▶ _PROBLEM TO WORK ON_:
Resume the commit page on using multiprocessing to speed up the partial correlation computation, continuing after its last line.

Use multiprocessing to speed up computation

This commit refactors the code to make it possible to use multiprocessing to speed up the computation of the partial correlations. The major refactor is to move the `__compute_trait_info__` function to the top-level of the module, and provide to it all the other necessary context via the new args.
author: Frederick Muriuki Muriithi 2022-02-03 05:23:24 +0300
committer: BonfaceKilz 2022-02-08 10:12:27 +0300
commit: d037b551b7877b7611fcc161006d82e1e148d6aa (patch)
tree: 4019abd014686088747372e789513b191253ff5b /gn3
parent: 5ca7e792083f25b487890f9f38ae57bd3f9c29c4 (diff)
download: genenetwork3-d037b551b7877b7611fcc161006d82e1e148d6aa.tar.gz
2 files changed, 53 insertions, 51 deletions
diff --git a/gn3/computations/partial_correlations.py b/gn3/computations/partial_correlations.py
index 157024b..52c833f 100644
--- a/gn3/computations/partial_correlations.py
+++ b/gn3/computations/partial_correlations.py
@@ -6,6 +6,7 @@ GeneNetwork1.
 """

▶ _Records from a collection_:
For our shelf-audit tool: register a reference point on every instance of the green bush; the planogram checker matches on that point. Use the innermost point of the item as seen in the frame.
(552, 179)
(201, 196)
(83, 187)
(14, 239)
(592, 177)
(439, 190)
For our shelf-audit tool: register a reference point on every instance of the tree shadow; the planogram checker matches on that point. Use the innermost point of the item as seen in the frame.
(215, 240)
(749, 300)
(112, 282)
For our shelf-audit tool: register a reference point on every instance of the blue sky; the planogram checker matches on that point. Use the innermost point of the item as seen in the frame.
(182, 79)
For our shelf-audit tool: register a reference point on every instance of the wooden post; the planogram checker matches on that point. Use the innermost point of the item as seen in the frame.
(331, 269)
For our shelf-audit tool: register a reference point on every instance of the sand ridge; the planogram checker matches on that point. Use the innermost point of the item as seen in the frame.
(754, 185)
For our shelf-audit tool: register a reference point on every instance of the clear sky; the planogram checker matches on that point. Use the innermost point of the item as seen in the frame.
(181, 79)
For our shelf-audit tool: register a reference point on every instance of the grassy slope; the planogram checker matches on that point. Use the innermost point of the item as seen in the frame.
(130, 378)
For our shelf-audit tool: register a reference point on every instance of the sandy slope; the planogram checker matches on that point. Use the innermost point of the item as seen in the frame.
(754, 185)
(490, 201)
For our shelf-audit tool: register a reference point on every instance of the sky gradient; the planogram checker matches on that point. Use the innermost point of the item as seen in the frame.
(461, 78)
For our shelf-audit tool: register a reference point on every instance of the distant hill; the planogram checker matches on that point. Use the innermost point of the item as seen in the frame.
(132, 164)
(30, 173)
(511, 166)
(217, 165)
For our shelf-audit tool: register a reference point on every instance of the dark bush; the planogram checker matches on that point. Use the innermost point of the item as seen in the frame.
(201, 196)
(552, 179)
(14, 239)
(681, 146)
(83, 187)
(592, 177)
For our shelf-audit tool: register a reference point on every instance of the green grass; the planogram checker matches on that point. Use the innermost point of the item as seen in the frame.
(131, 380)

▶ _RESULT OF THE TASK_:
 import math
+import multiprocessing as mp
 from functools import reduce, partial
 from typing import Any, Tuple, Union, Sequence
 
@@ -14,12 +15,12 @@ import pandas
 import pingouin
 from scipy.stats import pearsonr, spearmanr
 
-from gn3.settings import TEXTDIR
 from gn3.random import random_string
 from gn3.function_helpers import  compose
 from gn3.data_helpers import parse_csv_line
 from gn3.db.traits import export_informative
 from gn3.db.datasets import retrieve_trait_dataset
+from gn3.settings import TEXTDIR, MULTIPROCESSOR_PROCS
 from gn3.db.partial_correlations import traits_info, traits_data
 from gn3.db.species import species_name, translate_to_mouse_gene_id
 from gn3.db.correlations import (
@@ -281,6 +282,47 @@ def build_data_frame(
         return interm_df.rename(columns={"z0": "z"})
     return interm_df
 
+def compute_trait_info(primary_vals, control_vals, target, method):
+    targ_vals = target[0]
+    targ_name = target[1]
+    primary = [
+        prim for targ, prim in zip(targ_vals, primary_vals)
+        if targ is not None]
+
+    if len(primary) < 3:
+        return None
+
+    def __remove_controls_for_target_nones(cont_targ):
+        return tuple(cont for cont, targ in cont_targ if targ is not None)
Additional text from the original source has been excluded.